### TEXT EXCERPT

>>

As well as, in-app pooling is the easiest way to limit the max simultaneous
connection checkouts per application. If PGBouncer were to handle this, I'd
assume you'd need to either send distinct usernames or some other instance-
specific token over so that it could identify sources of connections.

------
jtchang
I love sqlalchemy!

------
ltbarcly3
In application connection pools are a BadThing™.

Why is pooling connections in your application a bad thing you ask?

1\. It keeps open N connections to the database for each one of your M server
processes. This is especially bad in Postgresql, as that means you have N * M
idle processes on the database server.

2\. It is very easy to improperly reset a database connection before giving it
back out of the pool. This leads to two problems.

problem 1: The first is that if code using a db connection has an error and
doesn't issue a rollback, the connection will still be in a bad state when it
is handed back out of the pool again. On a webserver, this means that you will
see strange exceptions where a query failed, and is very hard to debug,
because the actual error was on the previous request to use that connection.

<<

### COLLECTED MATERIAL

>>

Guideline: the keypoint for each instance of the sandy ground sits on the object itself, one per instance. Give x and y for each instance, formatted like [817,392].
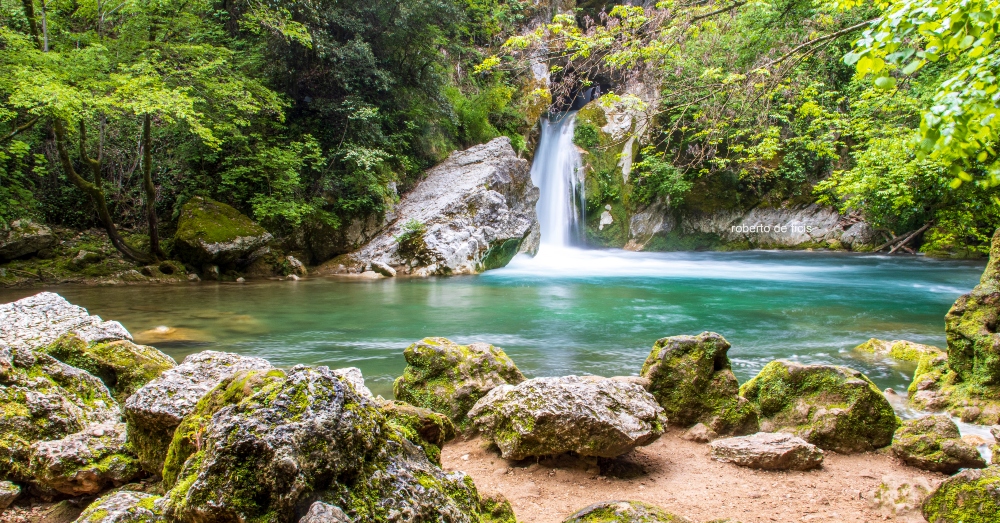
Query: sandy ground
[680,476]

<<

### EXERCISE INSTRUCTIONS
Copy out the forum discussion on database connection pooling from "As well as, in-app" through "are a BadThing™.", inclusive.

### COMPLETED TASK
As well as, in-app pooling is the easiest way to limit the max simultaneous
connection checkouts per application. If PGBouncer were to handle this, I'd
assume you'd need to either send distinct usernames or some other instance-
specific token over so that it could identify sources of connections.

------
jtchang
I love sqlalchemy!

------
ltbarcly3
In application connection pools are a BadThing™.